Start of RECORDS PROVIDED

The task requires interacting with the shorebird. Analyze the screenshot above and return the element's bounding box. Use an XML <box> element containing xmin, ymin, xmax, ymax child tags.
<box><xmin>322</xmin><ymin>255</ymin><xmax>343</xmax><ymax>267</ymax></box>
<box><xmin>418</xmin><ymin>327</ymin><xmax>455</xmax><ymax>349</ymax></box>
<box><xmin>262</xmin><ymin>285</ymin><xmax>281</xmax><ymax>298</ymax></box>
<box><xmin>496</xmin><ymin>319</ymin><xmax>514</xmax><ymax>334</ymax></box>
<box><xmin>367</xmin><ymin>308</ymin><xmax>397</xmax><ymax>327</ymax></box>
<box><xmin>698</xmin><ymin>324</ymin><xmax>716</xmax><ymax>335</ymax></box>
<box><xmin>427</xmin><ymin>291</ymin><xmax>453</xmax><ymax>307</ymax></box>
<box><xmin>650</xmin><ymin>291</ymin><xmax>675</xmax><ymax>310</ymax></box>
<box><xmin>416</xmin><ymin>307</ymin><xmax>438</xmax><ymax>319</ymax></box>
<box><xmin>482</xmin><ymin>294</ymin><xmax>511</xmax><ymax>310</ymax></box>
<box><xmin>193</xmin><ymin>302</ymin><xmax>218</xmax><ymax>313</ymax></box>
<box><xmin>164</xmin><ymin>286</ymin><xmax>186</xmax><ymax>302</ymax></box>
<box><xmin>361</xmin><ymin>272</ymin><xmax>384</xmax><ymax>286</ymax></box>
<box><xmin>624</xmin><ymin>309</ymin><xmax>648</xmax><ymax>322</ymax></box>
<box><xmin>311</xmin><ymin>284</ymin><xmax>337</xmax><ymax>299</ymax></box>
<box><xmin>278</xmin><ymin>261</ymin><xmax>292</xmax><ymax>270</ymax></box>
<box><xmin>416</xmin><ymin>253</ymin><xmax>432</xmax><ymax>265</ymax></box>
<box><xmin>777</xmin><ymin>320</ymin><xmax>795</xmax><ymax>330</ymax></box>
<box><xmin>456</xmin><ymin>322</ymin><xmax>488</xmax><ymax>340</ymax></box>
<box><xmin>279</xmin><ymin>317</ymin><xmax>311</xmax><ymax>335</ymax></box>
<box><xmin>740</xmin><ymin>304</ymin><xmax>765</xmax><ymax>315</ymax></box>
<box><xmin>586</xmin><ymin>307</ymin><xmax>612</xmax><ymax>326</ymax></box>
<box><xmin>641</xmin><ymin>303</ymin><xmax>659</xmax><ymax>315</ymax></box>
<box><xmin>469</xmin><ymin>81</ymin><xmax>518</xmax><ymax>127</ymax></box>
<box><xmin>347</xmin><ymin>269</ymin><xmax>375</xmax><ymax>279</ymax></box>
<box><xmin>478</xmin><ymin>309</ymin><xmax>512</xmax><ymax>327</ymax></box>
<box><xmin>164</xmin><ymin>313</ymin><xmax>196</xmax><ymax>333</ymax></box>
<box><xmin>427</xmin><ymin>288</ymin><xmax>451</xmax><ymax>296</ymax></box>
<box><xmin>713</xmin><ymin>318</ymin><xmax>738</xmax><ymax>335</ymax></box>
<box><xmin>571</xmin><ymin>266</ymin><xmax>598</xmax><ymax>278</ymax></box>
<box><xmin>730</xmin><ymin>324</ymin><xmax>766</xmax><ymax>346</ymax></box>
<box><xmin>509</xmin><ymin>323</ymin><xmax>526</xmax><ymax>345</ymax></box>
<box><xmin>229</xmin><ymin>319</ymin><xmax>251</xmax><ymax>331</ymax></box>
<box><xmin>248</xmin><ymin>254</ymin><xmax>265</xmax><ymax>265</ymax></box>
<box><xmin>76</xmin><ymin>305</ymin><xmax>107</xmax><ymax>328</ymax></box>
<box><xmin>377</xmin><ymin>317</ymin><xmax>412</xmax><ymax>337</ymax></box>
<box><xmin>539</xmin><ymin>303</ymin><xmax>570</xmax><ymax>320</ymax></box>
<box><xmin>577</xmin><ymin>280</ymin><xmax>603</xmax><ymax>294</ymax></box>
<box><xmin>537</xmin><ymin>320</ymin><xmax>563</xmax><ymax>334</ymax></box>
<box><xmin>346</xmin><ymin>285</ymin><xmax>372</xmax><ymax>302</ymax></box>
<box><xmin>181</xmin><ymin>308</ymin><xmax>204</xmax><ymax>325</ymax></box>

End of RECORDS PROVIDED

**AIM OF THE EXERCISE:** Return the material in full, exactly as shown.

**EXERCISE RESPONSE:**
The task requires interacting with the shorebird. Analyze the screenshot above and return the element's bounding box. Use an XML <box> element containing xmin, ymin, xmax, ymax child tags.
<box><xmin>322</xmin><ymin>255</ymin><xmax>343</xmax><ymax>267</ymax></box>
<box><xmin>418</xmin><ymin>327</ymin><xmax>455</xmax><ymax>349</ymax></box>
<box><xmin>262</xmin><ymin>285</ymin><xmax>281</xmax><ymax>298</ymax></box>
<box><xmin>496</xmin><ymin>319</ymin><xmax>514</xmax><ymax>334</ymax></box>
<box><xmin>367</xmin><ymin>308</ymin><xmax>397</xmax><ymax>327</ymax></box>
<box><xmin>698</xmin><ymin>324</ymin><xmax>716</xmax><ymax>335</ymax></box>
<box><xmin>427</xmin><ymin>291</ymin><xmax>453</xmax><ymax>307</ymax></box>
<box><xmin>650</xmin><ymin>291</ymin><xmax>675</xmax><ymax>310</ymax></box>
<box><xmin>416</xmin><ymin>307</ymin><xmax>438</xmax><ymax>319</ymax></box>
<box><xmin>482</xmin><ymin>294</ymin><xmax>511</xmax><ymax>310</ymax></box>
<box><xmin>193</xmin><ymin>302</ymin><xmax>218</xmax><ymax>313</ymax></box>
<box><xmin>164</xmin><ymin>286</ymin><xmax>186</xmax><ymax>302</ymax></box>
<box><xmin>361</xmin><ymin>272</ymin><xmax>384</xmax><ymax>286</ymax></box>
<box><xmin>624</xmin><ymin>309</ymin><xmax>648</xmax><ymax>322</ymax></box>
<box><xmin>311</xmin><ymin>284</ymin><xmax>337</xmax><ymax>299</ymax></box>
<box><xmin>278</xmin><ymin>261</ymin><xmax>292</xmax><ymax>270</ymax></box>
<box><xmin>416</xmin><ymin>253</ymin><xmax>432</xmax><ymax>265</ymax></box>
<box><xmin>777</xmin><ymin>320</ymin><xmax>795</xmax><ymax>330</ymax></box>
<box><xmin>456</xmin><ymin>322</ymin><xmax>488</xmax><ymax>340</ymax></box>
<box><xmin>279</xmin><ymin>317</ymin><xmax>311</xmax><ymax>335</ymax></box>
<box><xmin>740</xmin><ymin>304</ymin><xmax>765</xmax><ymax>315</ymax></box>
<box><xmin>586</xmin><ymin>307</ymin><xmax>612</xmax><ymax>326</ymax></box>
<box><xmin>641</xmin><ymin>303</ymin><xmax>659</xmax><ymax>315</ymax></box>
<box><xmin>469</xmin><ymin>81</ymin><xmax>518</xmax><ymax>127</ymax></box>
<box><xmin>347</xmin><ymin>269</ymin><xmax>375</xmax><ymax>279</ymax></box>
<box><xmin>478</xmin><ymin>309</ymin><xmax>512</xmax><ymax>327</ymax></box>
<box><xmin>164</xmin><ymin>313</ymin><xmax>196</xmax><ymax>333</ymax></box>
<box><xmin>427</xmin><ymin>288</ymin><xmax>451</xmax><ymax>296</ymax></box>
<box><xmin>713</xmin><ymin>318</ymin><xmax>738</xmax><ymax>335</ymax></box>
<box><xmin>571</xmin><ymin>266</ymin><xmax>598</xmax><ymax>278</ymax></box>
<box><xmin>730</xmin><ymin>324</ymin><xmax>766</xmax><ymax>346</ymax></box>
<box><xmin>509</xmin><ymin>323</ymin><xmax>526</xmax><ymax>345</ymax></box>
<box><xmin>229</xmin><ymin>319</ymin><xmax>251</xmax><ymax>331</ymax></box>
<box><xmin>248</xmin><ymin>254</ymin><xmax>265</xmax><ymax>265</ymax></box>
<box><xmin>76</xmin><ymin>305</ymin><xmax>107</xmax><ymax>328</ymax></box>
<box><xmin>377</xmin><ymin>317</ymin><xmax>412</xmax><ymax>337</ymax></box>
<box><xmin>539</xmin><ymin>303</ymin><xmax>570</xmax><ymax>320</ymax></box>
<box><xmin>577</xmin><ymin>280</ymin><xmax>603</xmax><ymax>294</ymax></box>
<box><xmin>537</xmin><ymin>320</ymin><xmax>563</xmax><ymax>334</ymax></box>
<box><xmin>346</xmin><ymin>285</ymin><xmax>372</xmax><ymax>302</ymax></box>
<box><xmin>181</xmin><ymin>308</ymin><xmax>204</xmax><ymax>325</ymax></box>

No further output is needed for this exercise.